--- To do ---
Rescale every point coordinate in the answers of all the records below by multiplying it by 0.2 and rounding to the nearest whole number, with halves rounded up. Give every line again, requests included, and leave the sample coordinates inside the requests unchanged.

--- Material for this task ---
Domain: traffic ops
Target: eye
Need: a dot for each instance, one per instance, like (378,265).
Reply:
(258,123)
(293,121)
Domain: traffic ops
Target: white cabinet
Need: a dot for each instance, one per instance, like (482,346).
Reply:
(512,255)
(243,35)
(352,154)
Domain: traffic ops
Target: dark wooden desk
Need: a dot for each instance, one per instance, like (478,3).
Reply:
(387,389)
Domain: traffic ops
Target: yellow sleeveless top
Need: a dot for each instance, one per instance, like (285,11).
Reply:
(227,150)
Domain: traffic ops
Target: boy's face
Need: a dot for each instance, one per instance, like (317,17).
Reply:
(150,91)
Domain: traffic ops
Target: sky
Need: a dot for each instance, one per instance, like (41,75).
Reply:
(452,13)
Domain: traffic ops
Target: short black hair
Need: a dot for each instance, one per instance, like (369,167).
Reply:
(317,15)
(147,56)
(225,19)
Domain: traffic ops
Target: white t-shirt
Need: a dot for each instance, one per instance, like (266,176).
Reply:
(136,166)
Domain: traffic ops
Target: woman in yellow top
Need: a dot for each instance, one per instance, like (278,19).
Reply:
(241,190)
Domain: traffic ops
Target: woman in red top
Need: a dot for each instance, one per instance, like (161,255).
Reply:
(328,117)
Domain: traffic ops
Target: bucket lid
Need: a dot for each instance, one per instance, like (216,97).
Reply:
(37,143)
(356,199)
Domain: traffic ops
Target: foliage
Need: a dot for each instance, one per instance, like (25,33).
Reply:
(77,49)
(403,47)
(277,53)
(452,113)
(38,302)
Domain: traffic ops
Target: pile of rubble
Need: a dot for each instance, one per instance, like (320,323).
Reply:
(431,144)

--- Final result ---
Domain: traffic ops
Target: eye
Need: a dot for each instance, one per instance, like (378,265).
Reply:
(52,25)
(59,24)
Domain: traffic ops
Target: white cabinet
Need: a dot for each instance, one per instance, like (482,346).
Reply:
(102,51)
(49,7)
(70,31)
Domain: traffic ops
Target: dark wooden desk
Need: a dot for each instance, one per instance, like (478,3).
Reply:
(77,78)
Domain: traffic ops
Target: yellow sleeveless top
Need: a dot for each instance, one per instance, like (285,11).
Reply:
(45,30)
Domain: traffic ops
Target: boy's face
Need: a dot for each instance, one per instance, like (317,17).
Reply:
(30,18)
Domain: traffic ops
Target: sky
Need: a dot for each instance, one per instance, like (41,75).
Reply:
(90,3)
Domain: traffic ops
Target: short black hair
Need: a dot for each instance, one per instance, like (369,167).
Reply:
(63,3)
(29,11)
(45,4)
Domain: traffic ops
Target: white t-shirt
Need: a dot for each instance, one per instance, like (266,176).
Reply:
(27,33)
Domain: traffic ops
Target: woman in yellow top
Need: a dot for each instance, one per instance, like (278,19).
Reply:
(48,38)
Domain: traffic ops
Target: woman in red top
Need: a dot for each instance, one per instance, like (161,255).
Reply:
(66,23)
Domain: traffic ops
Target: bucket lid
Need: a dot for each instance, one per instance, like (216,97).
Reply:
(7,29)
(71,40)
Domain: traffic ops
Target: foliage
Need: a dot for each instance, one per instance, like (25,33).
Reply:
(15,10)
(81,9)
(55,11)
(90,23)
(8,60)
Domain: traffic ops
Target: pile of rubble
Need: a dot for each instance, one per instance, like (320,323).
Reply:
(86,29)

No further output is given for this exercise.